# STATED TASK
Render the entries below as a Markdown table with columns "Row" and "Line," starting at the first line of the entries and ending at the line that contains "[281,114,298,122]". Number each line and leave out blank lines.

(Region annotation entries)

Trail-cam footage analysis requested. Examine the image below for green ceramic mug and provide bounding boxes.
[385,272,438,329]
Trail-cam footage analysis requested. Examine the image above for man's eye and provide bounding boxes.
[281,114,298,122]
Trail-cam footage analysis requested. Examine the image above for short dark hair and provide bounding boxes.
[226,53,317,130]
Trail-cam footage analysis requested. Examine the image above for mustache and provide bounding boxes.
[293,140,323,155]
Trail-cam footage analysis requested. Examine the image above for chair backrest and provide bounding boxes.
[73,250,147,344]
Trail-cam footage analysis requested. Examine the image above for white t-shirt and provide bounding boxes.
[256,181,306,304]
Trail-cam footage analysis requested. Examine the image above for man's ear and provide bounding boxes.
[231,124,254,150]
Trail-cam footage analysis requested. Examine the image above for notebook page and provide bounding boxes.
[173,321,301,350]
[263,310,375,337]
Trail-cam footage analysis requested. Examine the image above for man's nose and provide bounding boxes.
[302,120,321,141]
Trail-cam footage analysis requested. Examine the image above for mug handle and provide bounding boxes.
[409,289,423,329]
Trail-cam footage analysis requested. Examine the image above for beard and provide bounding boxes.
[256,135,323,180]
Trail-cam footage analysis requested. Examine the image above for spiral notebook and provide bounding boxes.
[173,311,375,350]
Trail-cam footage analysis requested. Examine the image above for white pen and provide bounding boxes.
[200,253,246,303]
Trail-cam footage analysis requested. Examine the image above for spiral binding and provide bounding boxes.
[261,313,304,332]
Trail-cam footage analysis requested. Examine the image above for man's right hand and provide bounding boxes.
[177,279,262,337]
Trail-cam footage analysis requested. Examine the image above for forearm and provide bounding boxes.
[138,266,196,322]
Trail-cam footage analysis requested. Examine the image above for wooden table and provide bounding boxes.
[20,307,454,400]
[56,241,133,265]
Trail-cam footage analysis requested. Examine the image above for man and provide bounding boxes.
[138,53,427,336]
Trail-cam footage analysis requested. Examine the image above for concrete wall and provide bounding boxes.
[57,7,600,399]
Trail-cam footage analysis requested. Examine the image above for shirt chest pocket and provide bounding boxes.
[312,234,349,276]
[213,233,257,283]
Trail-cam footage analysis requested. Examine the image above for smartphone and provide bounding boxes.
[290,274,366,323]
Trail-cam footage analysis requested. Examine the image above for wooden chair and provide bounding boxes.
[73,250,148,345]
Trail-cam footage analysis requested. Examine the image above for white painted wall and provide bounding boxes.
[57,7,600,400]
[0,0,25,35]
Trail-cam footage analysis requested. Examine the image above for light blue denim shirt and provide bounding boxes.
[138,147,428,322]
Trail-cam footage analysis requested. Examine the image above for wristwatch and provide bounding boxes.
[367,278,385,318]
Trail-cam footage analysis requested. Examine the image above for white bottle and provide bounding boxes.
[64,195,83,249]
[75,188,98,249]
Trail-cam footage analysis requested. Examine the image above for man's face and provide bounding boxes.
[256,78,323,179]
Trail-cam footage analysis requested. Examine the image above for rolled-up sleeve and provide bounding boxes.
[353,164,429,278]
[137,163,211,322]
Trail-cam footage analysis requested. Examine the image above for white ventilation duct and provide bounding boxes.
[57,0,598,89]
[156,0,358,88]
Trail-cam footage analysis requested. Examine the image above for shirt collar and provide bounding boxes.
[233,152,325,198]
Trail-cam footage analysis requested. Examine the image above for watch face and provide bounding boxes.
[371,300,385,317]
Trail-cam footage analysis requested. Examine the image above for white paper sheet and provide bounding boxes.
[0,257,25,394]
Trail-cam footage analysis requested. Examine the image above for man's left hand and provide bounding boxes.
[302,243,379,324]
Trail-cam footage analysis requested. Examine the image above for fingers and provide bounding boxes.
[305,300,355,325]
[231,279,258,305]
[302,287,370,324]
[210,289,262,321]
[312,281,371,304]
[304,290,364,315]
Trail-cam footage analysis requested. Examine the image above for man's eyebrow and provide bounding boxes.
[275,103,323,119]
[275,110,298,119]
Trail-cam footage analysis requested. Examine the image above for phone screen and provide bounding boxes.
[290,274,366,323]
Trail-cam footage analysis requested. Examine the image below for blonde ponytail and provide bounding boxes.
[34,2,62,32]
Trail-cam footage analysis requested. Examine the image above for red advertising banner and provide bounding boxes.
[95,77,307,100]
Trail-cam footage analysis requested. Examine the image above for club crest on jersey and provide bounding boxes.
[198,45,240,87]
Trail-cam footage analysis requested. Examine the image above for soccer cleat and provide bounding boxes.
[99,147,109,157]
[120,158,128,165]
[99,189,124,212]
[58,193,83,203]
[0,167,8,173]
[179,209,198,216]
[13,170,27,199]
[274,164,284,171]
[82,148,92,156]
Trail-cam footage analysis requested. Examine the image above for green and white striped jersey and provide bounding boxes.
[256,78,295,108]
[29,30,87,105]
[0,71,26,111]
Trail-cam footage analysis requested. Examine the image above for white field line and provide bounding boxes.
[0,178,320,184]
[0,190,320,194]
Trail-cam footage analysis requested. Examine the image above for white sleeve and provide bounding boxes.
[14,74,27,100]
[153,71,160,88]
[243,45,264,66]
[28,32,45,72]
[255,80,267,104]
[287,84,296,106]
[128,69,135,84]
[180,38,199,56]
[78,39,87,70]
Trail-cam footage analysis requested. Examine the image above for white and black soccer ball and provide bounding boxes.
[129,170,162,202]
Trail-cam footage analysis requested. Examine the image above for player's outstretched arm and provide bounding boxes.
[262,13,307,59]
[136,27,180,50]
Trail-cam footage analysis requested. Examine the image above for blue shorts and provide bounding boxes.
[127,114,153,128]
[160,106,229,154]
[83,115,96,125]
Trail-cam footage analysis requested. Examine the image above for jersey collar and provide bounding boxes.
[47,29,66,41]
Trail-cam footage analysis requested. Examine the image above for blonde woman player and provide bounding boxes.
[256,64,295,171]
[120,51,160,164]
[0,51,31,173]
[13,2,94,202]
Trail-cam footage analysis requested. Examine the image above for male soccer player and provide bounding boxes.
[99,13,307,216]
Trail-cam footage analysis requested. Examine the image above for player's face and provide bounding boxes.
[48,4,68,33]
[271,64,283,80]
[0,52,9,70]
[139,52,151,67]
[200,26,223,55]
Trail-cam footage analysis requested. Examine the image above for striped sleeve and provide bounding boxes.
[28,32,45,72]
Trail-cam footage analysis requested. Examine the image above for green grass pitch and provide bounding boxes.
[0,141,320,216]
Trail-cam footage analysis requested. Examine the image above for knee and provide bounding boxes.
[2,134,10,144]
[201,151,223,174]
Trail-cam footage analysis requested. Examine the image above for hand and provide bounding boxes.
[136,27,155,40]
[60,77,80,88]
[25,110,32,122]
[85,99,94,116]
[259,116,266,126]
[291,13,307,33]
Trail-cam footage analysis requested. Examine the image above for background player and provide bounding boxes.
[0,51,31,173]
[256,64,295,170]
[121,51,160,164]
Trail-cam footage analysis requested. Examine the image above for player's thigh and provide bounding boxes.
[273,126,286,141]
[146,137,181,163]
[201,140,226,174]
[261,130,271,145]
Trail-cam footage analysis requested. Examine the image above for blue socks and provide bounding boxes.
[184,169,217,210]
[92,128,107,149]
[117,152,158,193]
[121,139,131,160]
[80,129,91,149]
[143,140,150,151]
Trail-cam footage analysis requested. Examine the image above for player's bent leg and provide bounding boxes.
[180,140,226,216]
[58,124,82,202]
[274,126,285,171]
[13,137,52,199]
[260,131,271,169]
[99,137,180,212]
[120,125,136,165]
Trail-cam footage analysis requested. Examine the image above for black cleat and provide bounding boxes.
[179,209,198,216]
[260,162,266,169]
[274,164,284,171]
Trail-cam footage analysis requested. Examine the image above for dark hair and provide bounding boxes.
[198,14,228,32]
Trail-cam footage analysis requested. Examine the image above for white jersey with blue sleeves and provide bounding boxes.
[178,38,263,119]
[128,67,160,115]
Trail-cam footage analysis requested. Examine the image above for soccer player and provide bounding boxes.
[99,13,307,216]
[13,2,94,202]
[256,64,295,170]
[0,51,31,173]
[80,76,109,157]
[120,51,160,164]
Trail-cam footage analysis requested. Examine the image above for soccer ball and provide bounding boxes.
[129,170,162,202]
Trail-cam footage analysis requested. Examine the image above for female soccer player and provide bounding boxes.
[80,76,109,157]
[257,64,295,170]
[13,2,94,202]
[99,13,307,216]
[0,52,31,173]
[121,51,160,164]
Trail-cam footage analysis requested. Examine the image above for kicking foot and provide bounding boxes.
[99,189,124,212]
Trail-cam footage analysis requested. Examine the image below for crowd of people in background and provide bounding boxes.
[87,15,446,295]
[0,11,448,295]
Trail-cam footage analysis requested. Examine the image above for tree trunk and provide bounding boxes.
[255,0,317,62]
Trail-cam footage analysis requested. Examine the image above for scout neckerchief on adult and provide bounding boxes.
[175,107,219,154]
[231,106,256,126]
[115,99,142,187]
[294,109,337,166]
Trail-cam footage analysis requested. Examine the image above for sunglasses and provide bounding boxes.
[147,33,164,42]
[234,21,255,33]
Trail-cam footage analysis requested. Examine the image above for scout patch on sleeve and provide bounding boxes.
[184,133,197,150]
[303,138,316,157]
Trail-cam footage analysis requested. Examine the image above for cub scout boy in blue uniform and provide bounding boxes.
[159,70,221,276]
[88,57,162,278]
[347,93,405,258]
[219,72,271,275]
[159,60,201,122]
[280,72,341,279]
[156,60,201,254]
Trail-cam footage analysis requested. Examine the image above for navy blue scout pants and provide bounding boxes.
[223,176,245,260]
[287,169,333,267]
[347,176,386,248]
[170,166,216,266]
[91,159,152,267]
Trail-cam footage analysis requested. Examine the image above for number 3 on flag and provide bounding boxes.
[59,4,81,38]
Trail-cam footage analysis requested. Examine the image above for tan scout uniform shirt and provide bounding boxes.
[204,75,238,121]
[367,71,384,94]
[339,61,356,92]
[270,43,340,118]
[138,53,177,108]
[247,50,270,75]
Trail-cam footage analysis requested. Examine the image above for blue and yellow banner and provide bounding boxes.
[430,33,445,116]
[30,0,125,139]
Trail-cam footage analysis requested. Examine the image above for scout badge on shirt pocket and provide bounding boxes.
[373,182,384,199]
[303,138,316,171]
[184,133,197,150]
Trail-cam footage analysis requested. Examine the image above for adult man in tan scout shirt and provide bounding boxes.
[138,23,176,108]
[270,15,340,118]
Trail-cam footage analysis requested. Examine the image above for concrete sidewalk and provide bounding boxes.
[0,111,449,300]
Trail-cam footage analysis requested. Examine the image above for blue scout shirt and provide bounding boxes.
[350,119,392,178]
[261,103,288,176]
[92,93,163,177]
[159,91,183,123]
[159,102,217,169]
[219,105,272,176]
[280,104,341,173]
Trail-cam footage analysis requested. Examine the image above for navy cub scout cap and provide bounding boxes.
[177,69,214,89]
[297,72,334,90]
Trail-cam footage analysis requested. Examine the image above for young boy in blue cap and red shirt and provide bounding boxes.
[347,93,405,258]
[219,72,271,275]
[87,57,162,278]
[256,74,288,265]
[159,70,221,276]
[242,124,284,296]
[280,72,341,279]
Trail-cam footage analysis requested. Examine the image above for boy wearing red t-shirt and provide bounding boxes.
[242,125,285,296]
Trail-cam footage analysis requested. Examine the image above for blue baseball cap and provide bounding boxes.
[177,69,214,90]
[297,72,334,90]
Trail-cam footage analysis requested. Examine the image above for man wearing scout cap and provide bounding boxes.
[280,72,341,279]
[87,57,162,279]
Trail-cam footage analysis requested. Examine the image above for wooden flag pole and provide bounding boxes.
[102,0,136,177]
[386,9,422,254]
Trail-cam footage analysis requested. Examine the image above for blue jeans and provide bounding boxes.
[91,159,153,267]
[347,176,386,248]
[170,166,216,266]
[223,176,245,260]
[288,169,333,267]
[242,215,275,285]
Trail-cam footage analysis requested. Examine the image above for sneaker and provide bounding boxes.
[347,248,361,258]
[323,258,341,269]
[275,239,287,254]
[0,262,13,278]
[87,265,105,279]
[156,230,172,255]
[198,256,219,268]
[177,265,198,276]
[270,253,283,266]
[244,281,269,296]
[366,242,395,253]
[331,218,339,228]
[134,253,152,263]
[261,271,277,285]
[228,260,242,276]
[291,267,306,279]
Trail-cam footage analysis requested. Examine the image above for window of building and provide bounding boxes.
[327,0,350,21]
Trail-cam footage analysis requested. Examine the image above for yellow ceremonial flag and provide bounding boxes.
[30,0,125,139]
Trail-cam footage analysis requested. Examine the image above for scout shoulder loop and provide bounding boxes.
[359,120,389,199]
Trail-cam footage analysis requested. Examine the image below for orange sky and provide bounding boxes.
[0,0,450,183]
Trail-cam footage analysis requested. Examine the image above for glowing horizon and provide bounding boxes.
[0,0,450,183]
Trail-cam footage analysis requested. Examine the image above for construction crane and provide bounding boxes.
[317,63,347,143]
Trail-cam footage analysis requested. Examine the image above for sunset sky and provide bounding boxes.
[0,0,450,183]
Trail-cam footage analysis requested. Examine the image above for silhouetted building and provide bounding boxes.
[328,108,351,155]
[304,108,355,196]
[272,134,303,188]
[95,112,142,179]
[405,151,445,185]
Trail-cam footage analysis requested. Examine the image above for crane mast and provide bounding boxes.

# THE ANSWER
| Row | Line |
|---|---|
| 1 | Trail-cam footage analysis requested. Examine the image below for green ceramic mug and provide bounding boxes. |
| 2 | [385,272,438,329] |
| 3 | Trail-cam footage analysis requested. Examine the image above for man's eye and provide bounding boxes. |
| 4 | [281,114,298,122] |